■ **REQUESTS**
1) What does the commentary on combat difficulty in TSL partly blame for the enemy AI's lack of teamwork and situational awareness?
2) Carry on the commentary on combat difficulty in TSL, starting right after its final sentence.

■ **TEXT SHOWN**
_ _ _ _ _
The problem with this would be that the Sith Lords would/should play by the same rules as your character does. However, since your character invariably will have more powerful equipment than they do, and the player (usually) will be smarter than the rather rudimentary NPC AI, this doesn't work too well. The AI doesn't know teamwork and has little situational awareness. This can in part be blamed on having a generic combat AI that is used everywhere for all types of characters, rather than a situation-specific AI for the enemies specifically written to handle each encounter.

 

In TSL, I believe a significant part of the combat difficulty (or lack thereof) problem stems from the fact that the game throws insanely powerful items at the player party at every turn, making what equipment you wear more important to the power of your characters than their own abilities, feats and skill choices. When you pit your well equipped party against enemies who in most instances only carry a (non-upgraded) weapon/lightsaber (and in some cases a simple robe or unremarkable armor) and nothing else, the odds are tilted heavily in the player's favor.
_ _ _ _ _
Dataset rows on where objects appear:
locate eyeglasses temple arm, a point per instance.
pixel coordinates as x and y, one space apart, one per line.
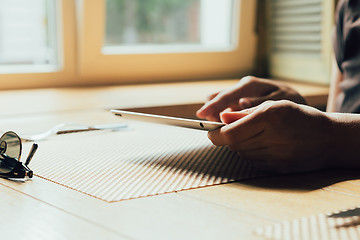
31 154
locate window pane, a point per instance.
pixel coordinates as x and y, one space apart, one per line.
152 25
27 33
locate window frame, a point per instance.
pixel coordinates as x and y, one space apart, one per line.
98 68
82 62
46 76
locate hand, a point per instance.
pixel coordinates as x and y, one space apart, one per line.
279 136
249 92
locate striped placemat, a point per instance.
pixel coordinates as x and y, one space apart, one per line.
146 160
342 225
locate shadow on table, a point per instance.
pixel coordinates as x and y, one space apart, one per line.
304 181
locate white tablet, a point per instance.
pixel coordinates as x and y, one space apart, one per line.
174 121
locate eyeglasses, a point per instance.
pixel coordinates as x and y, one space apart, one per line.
10 153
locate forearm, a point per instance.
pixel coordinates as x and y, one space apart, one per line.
345 138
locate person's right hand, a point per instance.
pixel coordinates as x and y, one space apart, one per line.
249 92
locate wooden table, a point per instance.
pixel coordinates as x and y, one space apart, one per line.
40 209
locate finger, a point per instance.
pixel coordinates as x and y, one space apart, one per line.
230 117
219 103
212 96
248 102
238 131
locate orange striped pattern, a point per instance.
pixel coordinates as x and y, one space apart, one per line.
340 226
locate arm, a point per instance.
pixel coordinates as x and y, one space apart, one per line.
281 136
336 78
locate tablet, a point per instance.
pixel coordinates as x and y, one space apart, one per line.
174 121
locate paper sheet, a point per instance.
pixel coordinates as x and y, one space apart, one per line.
342 225
147 160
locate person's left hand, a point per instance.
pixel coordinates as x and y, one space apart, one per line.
278 136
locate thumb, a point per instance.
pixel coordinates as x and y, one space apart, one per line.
230 117
248 102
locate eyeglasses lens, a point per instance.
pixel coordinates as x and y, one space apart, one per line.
10 150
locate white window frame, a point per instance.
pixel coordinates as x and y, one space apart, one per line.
49 76
95 67
82 62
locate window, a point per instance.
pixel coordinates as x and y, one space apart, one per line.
29 35
300 39
132 56
52 43
37 43
154 26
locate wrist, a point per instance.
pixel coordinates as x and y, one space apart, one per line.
344 135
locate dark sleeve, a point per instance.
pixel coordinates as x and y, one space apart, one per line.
338 39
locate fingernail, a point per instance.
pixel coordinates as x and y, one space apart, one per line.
245 103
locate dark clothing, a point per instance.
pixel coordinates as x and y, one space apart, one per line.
347 52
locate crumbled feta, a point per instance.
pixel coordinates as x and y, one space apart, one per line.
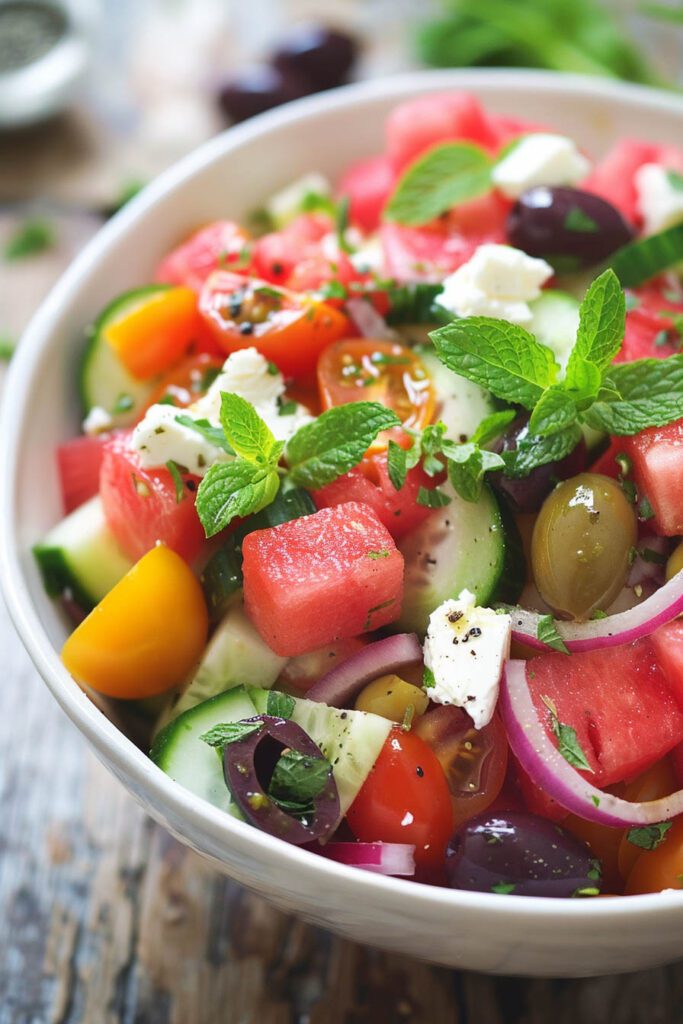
97 421
160 438
466 648
291 201
498 281
540 159
659 199
248 374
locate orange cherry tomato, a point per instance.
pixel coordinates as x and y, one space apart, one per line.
145 635
406 799
662 867
156 333
186 382
361 370
657 781
290 330
474 761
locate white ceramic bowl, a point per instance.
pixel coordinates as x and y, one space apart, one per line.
229 176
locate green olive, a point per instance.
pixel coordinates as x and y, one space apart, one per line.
582 545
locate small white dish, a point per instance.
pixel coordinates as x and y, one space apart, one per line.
229 176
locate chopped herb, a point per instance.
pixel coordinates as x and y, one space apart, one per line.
649 837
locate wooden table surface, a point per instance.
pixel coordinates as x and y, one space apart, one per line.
103 918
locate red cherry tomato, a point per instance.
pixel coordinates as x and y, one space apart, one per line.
474 761
406 799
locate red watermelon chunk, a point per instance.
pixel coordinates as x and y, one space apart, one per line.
657 469
620 702
322 578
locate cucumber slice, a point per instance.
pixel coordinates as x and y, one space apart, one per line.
179 752
351 740
103 381
555 323
458 547
80 557
460 403
236 654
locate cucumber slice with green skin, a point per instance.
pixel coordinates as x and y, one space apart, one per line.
181 754
460 403
80 557
555 323
103 381
458 547
351 740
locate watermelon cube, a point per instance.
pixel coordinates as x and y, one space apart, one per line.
657 469
322 578
620 702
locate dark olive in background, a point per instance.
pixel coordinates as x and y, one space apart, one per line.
567 227
528 494
517 853
324 56
257 88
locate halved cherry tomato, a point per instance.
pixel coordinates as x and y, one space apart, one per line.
363 370
290 330
157 333
186 382
474 761
406 799
662 867
144 637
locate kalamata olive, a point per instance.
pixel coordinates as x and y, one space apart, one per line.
519 853
582 545
257 88
322 55
567 227
528 493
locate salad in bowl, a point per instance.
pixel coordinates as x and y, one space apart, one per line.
376 515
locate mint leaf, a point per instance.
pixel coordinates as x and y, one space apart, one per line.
500 356
493 426
212 434
643 393
446 175
601 326
554 412
547 633
247 433
337 440
233 488
649 837
467 465
229 732
532 451
280 705
567 744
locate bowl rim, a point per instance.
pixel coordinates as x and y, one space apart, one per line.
107 739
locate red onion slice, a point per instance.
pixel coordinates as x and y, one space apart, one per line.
625 627
339 686
543 762
368 321
383 858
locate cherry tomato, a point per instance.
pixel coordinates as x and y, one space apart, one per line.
146 635
406 799
474 761
662 867
361 370
291 330
186 382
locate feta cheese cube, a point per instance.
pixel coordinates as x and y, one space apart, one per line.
498 281
465 649
540 159
659 195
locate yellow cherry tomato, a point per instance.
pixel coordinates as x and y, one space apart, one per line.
145 635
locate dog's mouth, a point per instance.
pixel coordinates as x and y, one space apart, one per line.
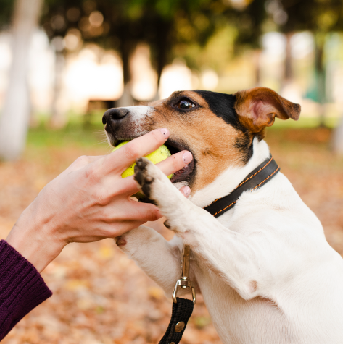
183 175
186 173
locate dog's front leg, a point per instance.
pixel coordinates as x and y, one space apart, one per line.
236 258
158 258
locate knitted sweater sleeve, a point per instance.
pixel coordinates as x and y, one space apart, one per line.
21 288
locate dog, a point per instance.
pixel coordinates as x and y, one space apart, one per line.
264 267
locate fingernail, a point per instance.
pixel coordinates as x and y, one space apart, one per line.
165 132
187 157
186 191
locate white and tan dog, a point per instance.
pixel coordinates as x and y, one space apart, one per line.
265 269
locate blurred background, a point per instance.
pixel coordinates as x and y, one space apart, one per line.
63 62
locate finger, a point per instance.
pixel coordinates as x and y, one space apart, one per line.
123 227
130 210
175 162
122 158
186 191
126 187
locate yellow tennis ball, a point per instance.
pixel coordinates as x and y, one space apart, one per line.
155 157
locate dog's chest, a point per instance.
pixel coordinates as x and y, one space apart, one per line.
238 320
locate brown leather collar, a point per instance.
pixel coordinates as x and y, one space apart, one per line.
258 177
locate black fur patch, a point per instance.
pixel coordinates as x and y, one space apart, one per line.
222 105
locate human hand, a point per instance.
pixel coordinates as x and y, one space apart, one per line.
90 201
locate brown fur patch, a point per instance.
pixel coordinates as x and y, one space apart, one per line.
258 107
211 140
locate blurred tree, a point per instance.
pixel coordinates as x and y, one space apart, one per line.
318 16
122 24
15 114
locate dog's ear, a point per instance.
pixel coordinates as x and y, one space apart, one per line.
258 107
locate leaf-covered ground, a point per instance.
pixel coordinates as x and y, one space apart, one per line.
99 296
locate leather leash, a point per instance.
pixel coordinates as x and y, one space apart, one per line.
183 308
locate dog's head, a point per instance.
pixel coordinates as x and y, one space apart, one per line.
217 128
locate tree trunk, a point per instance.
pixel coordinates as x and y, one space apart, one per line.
15 115
58 119
126 49
320 77
337 139
257 67
288 71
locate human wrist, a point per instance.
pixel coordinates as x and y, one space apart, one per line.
35 240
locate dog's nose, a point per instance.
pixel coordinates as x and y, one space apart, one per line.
114 114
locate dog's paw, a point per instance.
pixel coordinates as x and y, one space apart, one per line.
145 175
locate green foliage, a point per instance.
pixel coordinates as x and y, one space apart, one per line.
7 7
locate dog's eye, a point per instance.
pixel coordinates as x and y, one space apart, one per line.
184 104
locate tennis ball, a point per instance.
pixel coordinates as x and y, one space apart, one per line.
155 157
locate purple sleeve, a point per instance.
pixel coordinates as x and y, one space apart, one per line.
21 288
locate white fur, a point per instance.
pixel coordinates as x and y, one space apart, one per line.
138 113
265 269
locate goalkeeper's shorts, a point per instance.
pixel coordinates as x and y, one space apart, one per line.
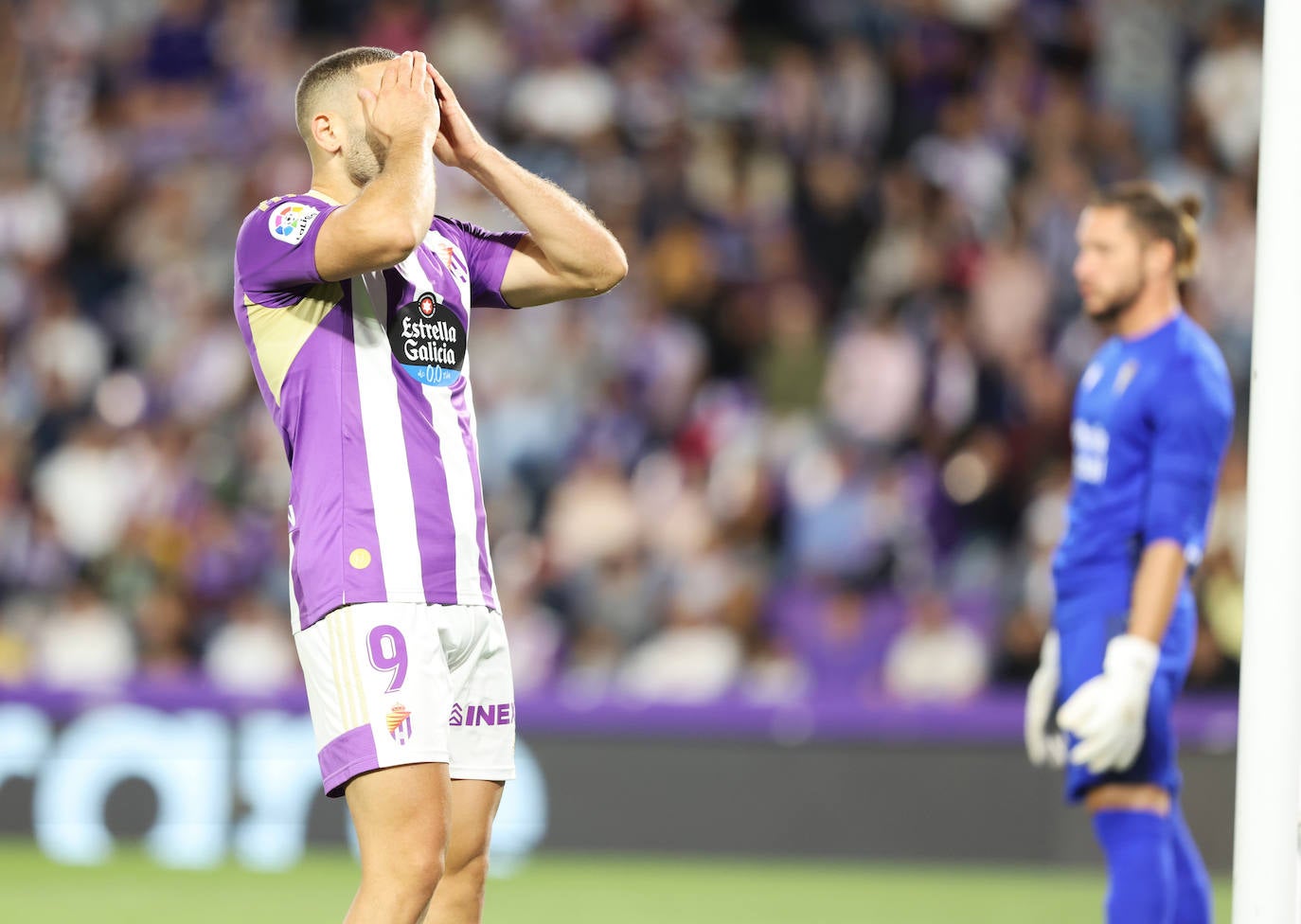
1085 624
_ _ _ _ _
■ **EXERCISE RESPONSES**
1) Having a generic combat AI used everywhere for all types of characters, instead of situation-specific AI written for each encounter.

2)
 

This makes game balancing very hard. How do you design en encounter that will be challenging to someone equipped with the best gear available, but still isn't completely impossible for someone who had worse luck with the random loot generator? I think they'd rather err on the too easy side than make things too hard and risk having a lot of annoyed customers unable to finish the game since they get killed all the time due to not playing the most min-maxed, equipment planned character imaginable.

 

 

Some of the lack of challenge can also be attributed to halfhearted scenario design. Even a pack of Sith Commandos could be a significantly bigger threat than they are if they were actively using armband shields, knew a few levels of Precise Shot, were armed with disruptors, flanked by a load of gun turrets and sniping at the player from behind a barrier of mines. You won't encounter many, if any, such planned defensive lines or carefully laid ambushes in the game.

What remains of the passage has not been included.